Problems and tasks.
[a] Answer these questions about the review of The Fifth Season:
(i) Which author's books had the reviewer been reading a lot of before picking up this novel?
(ii) What is the single supercontinent of the novel's world called?
(iii) Where do the Guardians take orogenes to be trained?
[b] Extend the review of The Fifth Season, picking up from its final sentence.

Document passage.
........

Bookshot #161: The Fifth Season

N.K. Jemisin has been one of those authors that I've seen around for years now, but I've never actually

gotten around to reading any of her stuff. After what seemed like an extended stretch of reading a lot of Brandon Sanderson, I wanted to cleanse my palate a bit and start reading a bit more widely, so as part of a general push to read books I've got but haven't read yet as well as read more authors that I haven't read yet, I snagged The Fifth Season on Kindle and gave it a go.

The world of The Fifth Season takes place on a single supercontinent called the Stillness. Every few centuries, the inhabitants go through what's called a 'Fifth Season' where the climate changes, usually in varying levels of catastrophe. The society on the continent is highly stratified with different castes occupying places in society. (Strongbacks are laborers, Resistants tend to care for the sick, Breeders are self-explanatory, Innovators are engineers, doctors, and other problem solvers and then there's a Leadership caste on top.) Outside of the castes, you've got geographical affiliations (Equatorials, who live in the stable equatorial regions and then the Midlatters who live in the middle, Nomidlats- who live north of the middle latitudes and Somidlats are south of the middle equatorial area.) and then you've got a few others: Commless, people without a community, Sanzeds, who live in the ruling Empire, and finally that brings us around to the central characters of this world: orogenes.

Orogenes are people with the ability to control energy- specifically in the ground and temperature. In a continent that is riven by tectonic disasters periodically, the ability to calm or redirect seismic activity is incredibly important- but with power- which can be used to flash freeze people solid if their power is used in that way- comes fear. Orogenes are feared and many are murdered by mobs in smaller towns when their powers are discovered. If not killed, they are controlled- given to the Guardians who take them to the Fulcrum in the great city of Yumenes to be trained in how to control their powers and grow them.

........

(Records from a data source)
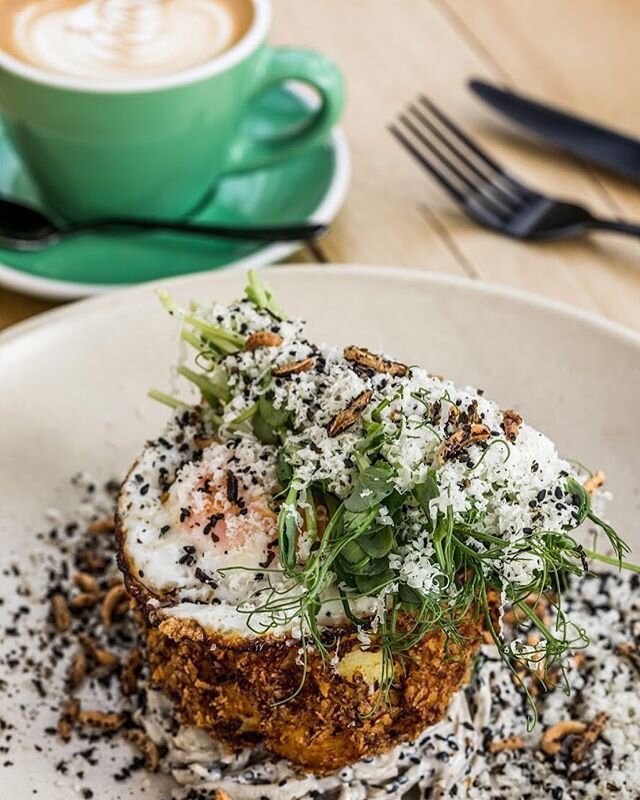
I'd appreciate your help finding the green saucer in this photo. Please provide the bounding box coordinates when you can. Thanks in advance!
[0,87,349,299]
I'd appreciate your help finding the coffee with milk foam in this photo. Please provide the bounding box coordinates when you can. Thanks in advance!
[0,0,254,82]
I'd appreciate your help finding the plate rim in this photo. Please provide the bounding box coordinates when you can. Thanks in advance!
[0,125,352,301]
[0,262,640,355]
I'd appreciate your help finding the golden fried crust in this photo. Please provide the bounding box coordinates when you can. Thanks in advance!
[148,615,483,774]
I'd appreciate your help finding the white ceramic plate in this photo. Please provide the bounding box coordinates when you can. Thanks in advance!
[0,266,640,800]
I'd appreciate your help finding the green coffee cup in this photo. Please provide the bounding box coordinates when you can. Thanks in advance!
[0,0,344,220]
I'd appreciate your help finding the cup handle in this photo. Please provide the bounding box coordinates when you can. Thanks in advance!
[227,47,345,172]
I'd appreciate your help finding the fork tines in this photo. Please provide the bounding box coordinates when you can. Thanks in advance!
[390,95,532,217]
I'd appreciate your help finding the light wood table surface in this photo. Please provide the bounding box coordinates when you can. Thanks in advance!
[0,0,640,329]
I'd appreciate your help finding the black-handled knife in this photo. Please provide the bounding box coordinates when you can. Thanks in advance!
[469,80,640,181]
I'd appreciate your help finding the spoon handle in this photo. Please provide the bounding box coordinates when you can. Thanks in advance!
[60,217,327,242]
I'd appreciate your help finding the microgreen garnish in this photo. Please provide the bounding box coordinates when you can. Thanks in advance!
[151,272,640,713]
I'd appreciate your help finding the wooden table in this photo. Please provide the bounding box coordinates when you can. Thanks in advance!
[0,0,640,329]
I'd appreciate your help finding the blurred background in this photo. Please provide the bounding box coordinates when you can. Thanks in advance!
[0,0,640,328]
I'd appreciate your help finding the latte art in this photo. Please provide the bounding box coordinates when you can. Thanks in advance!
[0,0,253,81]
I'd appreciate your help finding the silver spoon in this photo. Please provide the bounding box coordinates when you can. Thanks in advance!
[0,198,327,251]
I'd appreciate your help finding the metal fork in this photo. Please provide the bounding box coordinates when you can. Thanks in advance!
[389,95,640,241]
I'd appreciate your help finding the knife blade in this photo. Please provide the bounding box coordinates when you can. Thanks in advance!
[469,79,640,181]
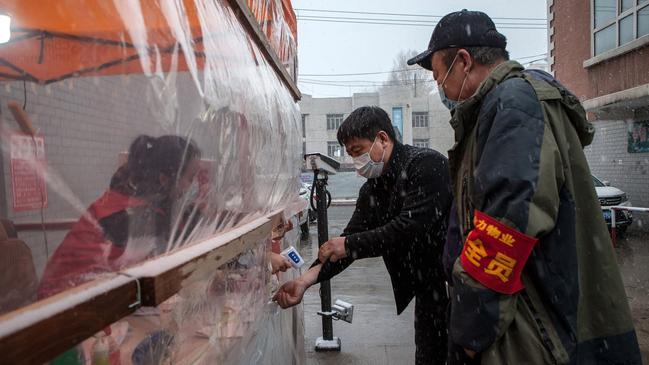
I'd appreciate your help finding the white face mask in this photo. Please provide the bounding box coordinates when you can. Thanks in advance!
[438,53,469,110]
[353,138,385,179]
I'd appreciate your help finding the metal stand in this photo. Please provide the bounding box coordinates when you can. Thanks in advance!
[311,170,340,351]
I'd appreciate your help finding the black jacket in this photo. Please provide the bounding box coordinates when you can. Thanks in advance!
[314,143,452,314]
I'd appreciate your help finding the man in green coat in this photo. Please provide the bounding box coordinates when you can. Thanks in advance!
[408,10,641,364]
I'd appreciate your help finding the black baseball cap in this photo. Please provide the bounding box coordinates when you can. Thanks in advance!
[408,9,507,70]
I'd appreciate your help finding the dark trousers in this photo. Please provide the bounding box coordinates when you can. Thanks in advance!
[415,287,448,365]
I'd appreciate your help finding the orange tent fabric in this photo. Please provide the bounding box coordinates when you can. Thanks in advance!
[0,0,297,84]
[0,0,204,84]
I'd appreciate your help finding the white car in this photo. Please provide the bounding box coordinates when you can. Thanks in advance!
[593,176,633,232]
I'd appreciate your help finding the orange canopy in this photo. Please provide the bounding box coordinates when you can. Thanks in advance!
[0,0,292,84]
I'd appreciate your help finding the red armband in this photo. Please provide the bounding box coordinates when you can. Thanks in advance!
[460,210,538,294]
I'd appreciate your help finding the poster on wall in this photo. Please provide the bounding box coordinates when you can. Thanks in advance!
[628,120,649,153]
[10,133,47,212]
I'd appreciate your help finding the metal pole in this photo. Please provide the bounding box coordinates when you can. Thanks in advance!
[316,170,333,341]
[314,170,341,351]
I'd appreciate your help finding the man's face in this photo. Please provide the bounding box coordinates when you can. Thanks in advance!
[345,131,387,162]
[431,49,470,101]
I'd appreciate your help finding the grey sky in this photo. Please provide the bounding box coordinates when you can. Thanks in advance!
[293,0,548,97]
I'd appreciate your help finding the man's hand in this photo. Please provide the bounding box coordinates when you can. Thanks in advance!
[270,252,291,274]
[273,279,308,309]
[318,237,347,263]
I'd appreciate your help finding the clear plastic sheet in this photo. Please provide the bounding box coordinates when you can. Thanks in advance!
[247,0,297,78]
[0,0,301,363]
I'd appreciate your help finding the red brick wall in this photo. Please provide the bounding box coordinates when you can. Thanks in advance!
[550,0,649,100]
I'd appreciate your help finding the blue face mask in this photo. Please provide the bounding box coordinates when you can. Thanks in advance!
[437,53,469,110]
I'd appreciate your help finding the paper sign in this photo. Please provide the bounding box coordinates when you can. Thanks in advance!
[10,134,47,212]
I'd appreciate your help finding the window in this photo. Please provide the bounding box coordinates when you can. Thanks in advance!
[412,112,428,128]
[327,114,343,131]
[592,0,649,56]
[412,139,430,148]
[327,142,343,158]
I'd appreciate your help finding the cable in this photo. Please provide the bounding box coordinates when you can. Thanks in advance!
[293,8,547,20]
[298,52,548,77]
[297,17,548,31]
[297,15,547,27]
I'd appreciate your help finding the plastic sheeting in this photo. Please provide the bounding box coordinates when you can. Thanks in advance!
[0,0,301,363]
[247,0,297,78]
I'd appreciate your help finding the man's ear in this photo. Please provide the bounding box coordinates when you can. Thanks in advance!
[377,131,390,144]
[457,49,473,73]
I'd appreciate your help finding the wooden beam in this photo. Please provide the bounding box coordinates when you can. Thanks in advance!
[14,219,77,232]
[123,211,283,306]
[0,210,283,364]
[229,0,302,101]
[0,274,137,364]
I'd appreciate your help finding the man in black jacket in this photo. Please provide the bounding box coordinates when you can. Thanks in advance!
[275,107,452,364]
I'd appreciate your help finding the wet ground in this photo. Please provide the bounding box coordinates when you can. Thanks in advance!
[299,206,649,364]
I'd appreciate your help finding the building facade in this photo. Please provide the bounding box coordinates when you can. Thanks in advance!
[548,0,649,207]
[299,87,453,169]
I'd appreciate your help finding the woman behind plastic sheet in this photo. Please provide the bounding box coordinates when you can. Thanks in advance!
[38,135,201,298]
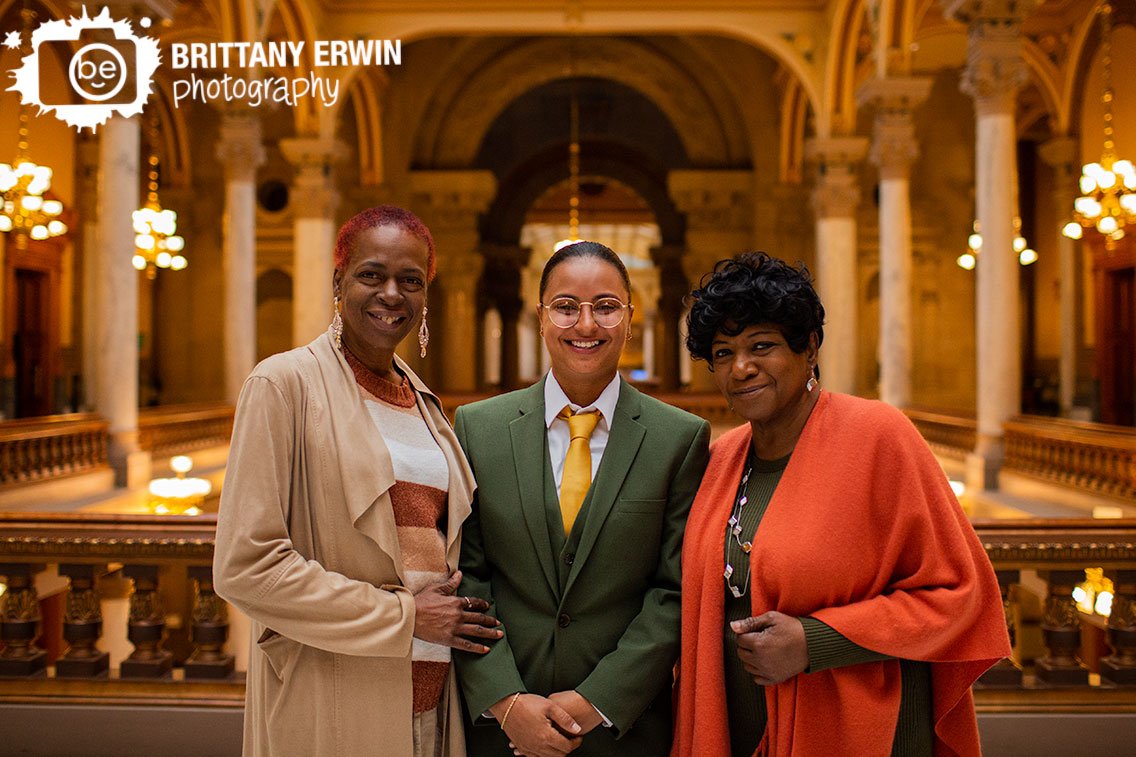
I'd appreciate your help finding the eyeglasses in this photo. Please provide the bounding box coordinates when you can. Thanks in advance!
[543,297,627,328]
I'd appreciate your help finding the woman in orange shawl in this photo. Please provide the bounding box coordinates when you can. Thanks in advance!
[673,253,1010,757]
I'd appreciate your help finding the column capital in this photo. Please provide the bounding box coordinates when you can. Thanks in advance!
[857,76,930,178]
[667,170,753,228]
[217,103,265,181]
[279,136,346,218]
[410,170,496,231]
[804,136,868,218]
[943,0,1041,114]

........

Results of the exercise.
[a]
(i) Brandon Sanderson
(ii) The Stillness
(iii) To the Fulcrum in the great city of Yumenes

[b]
That's the world where our story begins--

Essun is a middle-aged woman living in a small comm called Tirimio. Secretly, she's an orogene and she's got two children with the ability as well and most of her time is spent hiding her own abilities as well as her children's- but one day she comes home to find her son has been beaten to death after revealing his abilities by her husband. Her daughter is gone and her husband has taken her. Numb, she shuts the massive earthquake (touched off by a man in the prologue) away from her comm, which saves it from destruction, but alerts the citizens to her presence. She's driven out of her village and starts after her husband, intent on finding her daughter and killing him for the death of her son.

Along the way, she meats Hoa- a strange boy with ice white skin and hair, and then she meets Tonkee, a commless geomest/engineer, and eventually, they find a hidden comm called Castrima that's built-in a huge underground geode.

The second strand of the novel features Damaya, who is a young girl in a northern comm who is discovered to be an orogene- but turned over to the Guardians to be taken to the Fulcrum to be trained. The Guardians have abilities of their own and their purpose is and has always been to control and manage orogenes. She moves up through the ranks of the trainees but one night, a young daughter of a wealthy and well-connected family sneaks into the Fulcrum and asks Damaya to help her access the interior of the largest building. They are discovered there and Damaya is almost killed, but instead is allowed to take her first 'ring test' to become a fully trained orogene- a risk, since trainees have more time to prepare- but one she is ultimately successful at and chooses her new name and that leads us until the third strand of the novel.

This strand features Syenite, a rising star in the Fulcrum who is paired with the most powerful orogene in the Fulcrum, Alabaster, and their assignment together is twofold: one, to travel together to a coastal comm to help remove a reef that is blocking their harbor and secondly, to make a child together. The two cannot stand each other personally but do eventually conceive a child together. They arrive at their destination and check out the reef, but find out there's one of the mysterious obelisks that are around but no one really knows what they do underneath the reef as well. The obelisk reacts to their presence, which eventually freaks out the Guardians, who send one of their numbers to kill both Syenite and Alabaster- the Guardian incapacitates Alabaster, and Syenite, desperately reaches out to the obelisk and the resulting reaction between her power and the obelisk destroys the town and eventually, she wakes on a populated island off the coast with Alabaster and eventually, the two settle into life and have a few years of peace before the Guardians find them again and the story that takes place over the course of the novel is woven together into a culmination that the reader doesn't expect.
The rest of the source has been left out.